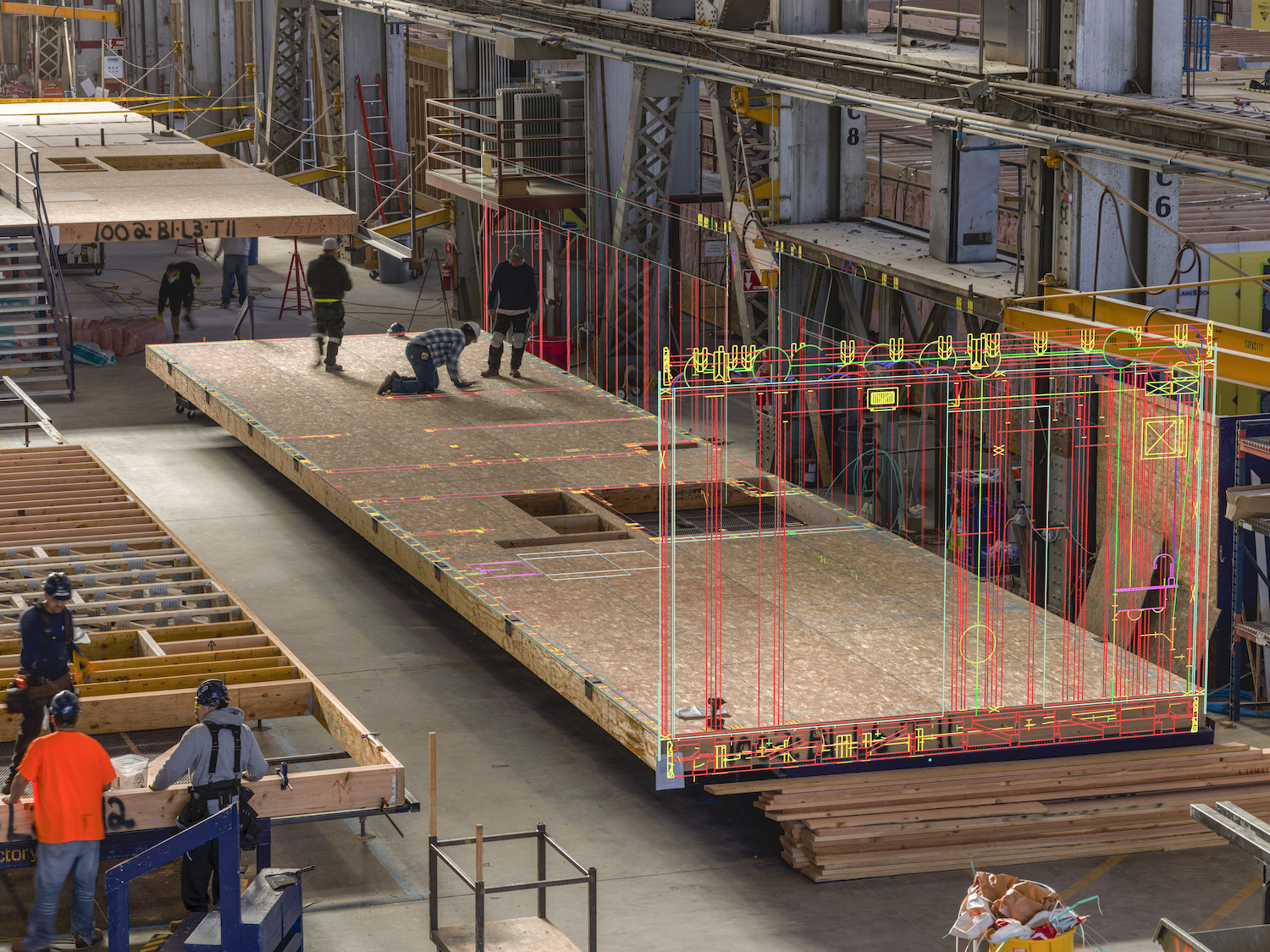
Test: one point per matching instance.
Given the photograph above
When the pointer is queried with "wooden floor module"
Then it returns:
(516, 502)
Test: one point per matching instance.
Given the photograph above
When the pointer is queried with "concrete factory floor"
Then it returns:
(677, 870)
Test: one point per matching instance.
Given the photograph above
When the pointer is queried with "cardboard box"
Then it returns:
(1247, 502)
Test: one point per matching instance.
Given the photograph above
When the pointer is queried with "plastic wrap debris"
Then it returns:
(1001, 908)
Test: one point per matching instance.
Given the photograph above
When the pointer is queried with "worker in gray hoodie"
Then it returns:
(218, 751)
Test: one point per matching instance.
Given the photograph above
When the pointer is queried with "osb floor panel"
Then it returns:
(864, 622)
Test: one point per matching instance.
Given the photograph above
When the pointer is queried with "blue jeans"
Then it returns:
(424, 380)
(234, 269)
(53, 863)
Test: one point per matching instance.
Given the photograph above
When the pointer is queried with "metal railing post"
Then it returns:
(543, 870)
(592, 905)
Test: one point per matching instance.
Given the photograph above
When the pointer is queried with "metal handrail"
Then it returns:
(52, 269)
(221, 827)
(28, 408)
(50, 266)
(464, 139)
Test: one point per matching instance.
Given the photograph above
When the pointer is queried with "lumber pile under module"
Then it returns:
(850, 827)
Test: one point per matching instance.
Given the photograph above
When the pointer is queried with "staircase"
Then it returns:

• _Problem requirements_
Edit the listing above by replacing every instance of "photograph" with "image" and leaving everything else unchanged. Write out the whole edited listing, but leave out the pictures.

• _Written solution_
Test: one point per matching instance.
Given the image above
When the pointer is queried with "wooden floor module"
Then it returns:
(516, 502)
Test: one point per matching instance.
Given the image above
When the pointer is queried with "concrete factory floor"
Then it returns:
(677, 870)
Test: one point per matching instance.
Given the image above
When the pointer is queried with "cardboard box"
Then it returns:
(1247, 502)
Test: one point per matching instance.
Given the image above
When the pointer is queried with "plastic wrap debris"
Then it returns:
(1001, 908)
Test: one point per matching instance.
Given the image above
When the pointer is queried with "worker in gray hoodie"
Then it returns:
(218, 751)
Test: one point per matching instance.
Given the image above
When the pointer is queried with "osb floor panel"
Then it returns:
(864, 622)
Test: one point per matching instance.
Given the image above
When the pointer is queried with "blue jeans"
Then it returns:
(424, 380)
(234, 269)
(53, 863)
Test: one point per matching instance.
Given the image above
When the pointer is queried with "metal railing post"
Then it returns:
(543, 870)
(592, 905)
Test: one point per matching instance.
Given the image above
When the pointer is queried with "metal handrail"
Then it returns:
(52, 269)
(221, 827)
(28, 408)
(50, 266)
(464, 139)
Test: one point per matching instance.
Given the image above
When the pointer is queried with "lumber pile under module"
Then it returns:
(850, 827)
Test: one point per matching instance.
Given the image above
When the pointer is queried with "staircase"
Then it returns:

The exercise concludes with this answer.